TRECHO DO DOCUMENTO -
MARIA DO CARMO CORREA GALVÃO (1925-2023), UM OLHAR GEOGRÁFICO SOBRE O BRASIL E O RIO DE JANEIRO
No dia seis de maio, por volta das 13 horas e trinta minutos, tomei conhecimento do falecimento de Maria do Carmo Correa Galvão. Nesse inicio de tarde, a noticia chegou, como sempre chegam essas notícias, de modo inesperado e a constatação do irredutível movimento do tempo…
Mais uma vez fui convocada para escrever umas poucas linhas a respeito de Maria do Carmo. Novamente interrogo-me sobre o que escrever, e como encontrar as justas palavras. Entre avanços e recuos, palavra vai, palavra vem, mensagens e manifestações de amigos, colegas e ex- alunos, e a tela à minha frente com um título que me parece adequado à espera de um conteúdo, mas o pensamento reluta em se organizar.

TAREFA SOLICITADA 1 -
Por favor, reproduza o texto sobre Maria do Carmo Correa Galvão de "MARIA DO CARMO CORREA GALVÃO (1925-2023), UM" até "em se organizar.".
TAREFA SOLICITADA 2 -
De acordo com o texto sobre Maria do Carmo Correa Galvão, a que horas do dia seis de maio chegou a notícia do falecimento dela?

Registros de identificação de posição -

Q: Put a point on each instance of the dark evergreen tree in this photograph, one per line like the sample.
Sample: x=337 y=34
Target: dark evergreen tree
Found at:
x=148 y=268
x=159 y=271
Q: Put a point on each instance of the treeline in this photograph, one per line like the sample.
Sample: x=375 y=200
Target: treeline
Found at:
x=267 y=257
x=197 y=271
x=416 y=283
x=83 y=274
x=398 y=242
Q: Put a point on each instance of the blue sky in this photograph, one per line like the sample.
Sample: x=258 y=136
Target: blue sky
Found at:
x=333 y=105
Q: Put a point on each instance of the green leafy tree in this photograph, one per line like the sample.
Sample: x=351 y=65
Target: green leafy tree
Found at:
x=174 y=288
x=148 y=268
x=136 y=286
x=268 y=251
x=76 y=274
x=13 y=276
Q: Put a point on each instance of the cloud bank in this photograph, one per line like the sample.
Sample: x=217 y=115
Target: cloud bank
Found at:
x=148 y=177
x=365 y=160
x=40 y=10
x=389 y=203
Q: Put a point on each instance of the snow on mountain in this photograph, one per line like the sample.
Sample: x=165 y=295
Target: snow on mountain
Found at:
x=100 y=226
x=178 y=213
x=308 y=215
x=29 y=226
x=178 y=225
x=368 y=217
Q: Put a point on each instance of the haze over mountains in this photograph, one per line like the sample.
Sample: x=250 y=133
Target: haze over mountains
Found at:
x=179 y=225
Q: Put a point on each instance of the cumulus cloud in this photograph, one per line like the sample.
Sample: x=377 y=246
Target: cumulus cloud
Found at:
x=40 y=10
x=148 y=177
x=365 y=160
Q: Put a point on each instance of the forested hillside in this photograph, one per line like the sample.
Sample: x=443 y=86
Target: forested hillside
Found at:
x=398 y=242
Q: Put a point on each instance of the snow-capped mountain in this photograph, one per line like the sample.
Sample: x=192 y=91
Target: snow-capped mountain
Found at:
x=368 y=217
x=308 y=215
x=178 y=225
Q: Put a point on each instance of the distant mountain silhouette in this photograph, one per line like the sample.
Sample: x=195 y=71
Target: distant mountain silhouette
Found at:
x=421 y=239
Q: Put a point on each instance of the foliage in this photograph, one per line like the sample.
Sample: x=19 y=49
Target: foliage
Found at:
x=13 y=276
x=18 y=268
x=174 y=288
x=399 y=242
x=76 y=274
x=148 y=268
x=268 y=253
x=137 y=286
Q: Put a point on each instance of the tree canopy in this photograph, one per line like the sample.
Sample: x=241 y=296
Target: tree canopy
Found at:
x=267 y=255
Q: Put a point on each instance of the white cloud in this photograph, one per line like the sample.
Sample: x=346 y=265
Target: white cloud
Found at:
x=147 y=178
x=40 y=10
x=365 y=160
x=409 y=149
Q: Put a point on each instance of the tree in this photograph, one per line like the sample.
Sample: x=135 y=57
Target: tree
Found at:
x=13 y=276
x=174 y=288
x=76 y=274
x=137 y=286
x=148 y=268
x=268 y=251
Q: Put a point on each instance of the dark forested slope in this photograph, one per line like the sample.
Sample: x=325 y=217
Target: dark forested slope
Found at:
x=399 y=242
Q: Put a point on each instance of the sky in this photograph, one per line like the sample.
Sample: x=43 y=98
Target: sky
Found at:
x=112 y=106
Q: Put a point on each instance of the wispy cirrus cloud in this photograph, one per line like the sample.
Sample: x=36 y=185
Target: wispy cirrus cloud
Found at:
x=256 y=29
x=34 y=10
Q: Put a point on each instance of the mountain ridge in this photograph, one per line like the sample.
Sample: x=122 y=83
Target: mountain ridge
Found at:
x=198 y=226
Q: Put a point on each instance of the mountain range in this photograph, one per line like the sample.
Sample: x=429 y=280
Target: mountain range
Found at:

RESPOSTA ESPERADA 1 -
MARIA DO CARMO CORREA GALVÃO (1925-2023), UM OLHAR GEOGRÁFICO SOBRE O BRASIL E O RIO DE JANEIRO
No dia seis de maio, por volta das 13 horas e trinta minutos, tomei conhecimento do falecimento de Maria do Carmo Correa Galvão. Nesse inicio de tarde, a noticia chegou, como sempre chegam essas notícias, de modo inesperado e a constatação do irredutível movimento do tempo…
Mais uma vez fui convocada para escrever umas poucas linhas a respeito de Maria do Carmo. Novamente interrogo-me sobre o que escrever, e como encontrar as justas palavras. Entre avanços e recuos, palavra vai, palavra vem, mensagens e manifestações de amigos, colegas e ex- alunos, e a tela à minha frente com um título que me parece adequado à espera de um conteúdo, mas o pensamento reluta em se organizar.

RESPOSTA ESPERADA 2 -
Por volta das 13 horas e trinta minutos.